Please change every "Detection service" in the lines below to "Detection tool" and give the lines again with everything else left as it is.
[begin Material for the task]
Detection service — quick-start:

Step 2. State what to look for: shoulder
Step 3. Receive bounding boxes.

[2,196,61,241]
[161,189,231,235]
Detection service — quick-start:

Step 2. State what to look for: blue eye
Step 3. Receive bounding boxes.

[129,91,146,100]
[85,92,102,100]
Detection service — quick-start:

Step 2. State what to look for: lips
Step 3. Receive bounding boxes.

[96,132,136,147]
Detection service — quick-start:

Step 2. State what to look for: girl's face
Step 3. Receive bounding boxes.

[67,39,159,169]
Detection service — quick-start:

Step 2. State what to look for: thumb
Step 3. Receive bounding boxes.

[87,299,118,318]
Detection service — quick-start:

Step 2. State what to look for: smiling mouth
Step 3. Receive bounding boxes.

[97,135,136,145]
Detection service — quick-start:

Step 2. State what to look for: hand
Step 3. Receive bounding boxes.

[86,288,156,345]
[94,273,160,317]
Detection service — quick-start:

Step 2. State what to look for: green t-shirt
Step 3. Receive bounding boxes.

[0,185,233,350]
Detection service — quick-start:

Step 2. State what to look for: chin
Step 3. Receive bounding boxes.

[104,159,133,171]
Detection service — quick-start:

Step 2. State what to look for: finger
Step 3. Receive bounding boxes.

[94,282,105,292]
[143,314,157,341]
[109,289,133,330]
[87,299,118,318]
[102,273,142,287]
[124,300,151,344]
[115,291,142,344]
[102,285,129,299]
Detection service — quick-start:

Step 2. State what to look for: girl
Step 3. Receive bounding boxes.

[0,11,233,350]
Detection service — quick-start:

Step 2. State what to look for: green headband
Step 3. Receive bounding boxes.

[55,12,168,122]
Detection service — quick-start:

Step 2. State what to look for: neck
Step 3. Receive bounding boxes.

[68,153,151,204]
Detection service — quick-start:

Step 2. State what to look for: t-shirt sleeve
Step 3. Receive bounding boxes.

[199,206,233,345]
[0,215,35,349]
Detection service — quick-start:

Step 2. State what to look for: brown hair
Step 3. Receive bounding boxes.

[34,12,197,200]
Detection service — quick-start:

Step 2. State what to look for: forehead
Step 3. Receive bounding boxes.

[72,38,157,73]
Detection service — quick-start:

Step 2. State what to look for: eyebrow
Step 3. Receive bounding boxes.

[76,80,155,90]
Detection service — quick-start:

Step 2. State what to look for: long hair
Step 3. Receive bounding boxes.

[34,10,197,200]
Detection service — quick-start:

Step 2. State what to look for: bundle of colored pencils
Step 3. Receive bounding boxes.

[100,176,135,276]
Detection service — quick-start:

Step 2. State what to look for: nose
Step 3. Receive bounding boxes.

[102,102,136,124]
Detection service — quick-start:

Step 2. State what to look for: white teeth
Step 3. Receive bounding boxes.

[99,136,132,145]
[end Material for the task]
Solved exercise:
Detection tool — quick-start:

Step 2. State what to look for: shoulder
Step 3. Receive bounding boxes.

[2,196,61,241]
[161,189,231,235]
Detection tool — quick-start:

Step 2. State what to look for: blue eye
Step 3. Receive bounding boxes.

[129,91,146,100]
[85,92,102,100]
Detection tool — quick-start:

Step 2. State what to look for: lips
Step 3. Receive bounding boxes.

[96,132,136,147]
Detection tool — quick-start:

Step 2. State what to look for: girl's face
Step 3. Receive bounding boxes.

[67,39,159,169]
Detection tool — quick-start:

Step 2. State what to look for: thumb
Step 3. Receive bounding boxes.

[87,299,118,318]
Detection tool — quick-start:

Step 2. State what to look for: smiling mouth
Step 3. Receive bounding boxes.

[97,135,136,145]
Detection tool — quick-start:

Step 2. State what to look for: hand
Step 3. Receive bounding boxes.

[86,288,156,345]
[94,273,160,317]
Detection tool — quick-start:

Step 2. State what to look for: green t-shirt
Step 3. Receive bounding boxes.

[0,185,233,350]
Detection tool — quick-start:

Step 2. State what to look for: chin
Step 3. Receive bounding boxes.

[104,159,133,171]
Detection tool — quick-start:

Step 2. State what to look for: finger
Step 3. Receive bounding boxes.

[94,282,105,292]
[143,314,157,341]
[109,289,133,330]
[87,299,118,318]
[102,273,142,287]
[124,300,151,344]
[115,291,142,344]
[102,285,129,299]
Detection tool — quick-start:

Step 2. State what to look for: girl
Step 3. Receive bounding boxes.

[0,11,233,350]
Detection tool — quick-start:

Step 2. State what to look for: green headband
Step 3. Receive bounding boxes.

[55,12,168,122]
Detection tool — quick-start:

Step 2. State what to look for: neck
Step 3. Receive bounding boxes.

[68,153,151,204]
Detection tool — quick-start:

Step 2. State what to look for: t-shirt sleeve
Step 3. Receive bounding boxes.

[199,206,233,345]
[0,215,35,349]
Detection tool — quick-start:

Step 2. State what to look for: brown hair
Step 3. Receive bounding boxes.

[34,12,197,200]
Detection tool — quick-start:

Step 2. State what to look for: forehead
Step 3. Receive bounding boxes.

[72,38,157,73]
Detection tool — quick-start:

Step 2. State what to look for: eyebrow
Step 3. Receive bounding boxes.

[76,80,155,90]
Detection tool — quick-start:

Step 2. State what to look for: long hair
Step 3. Receive bounding boxes.

[34,10,197,200]
Detection tool — quick-start:

Step 2. State what to look for: bundle of colored pencils
Step 3. Receive bounding boxes.

[100,176,135,276]
Detection tool — quick-start:

Step 2. State what to look for: nose
Step 3. Receive bounding boxes.

[102,102,136,124]
Detection tool — quick-start:

Step 2. State what to look for: white teeth
Step 3. Receive bounding boxes.

[99,136,132,145]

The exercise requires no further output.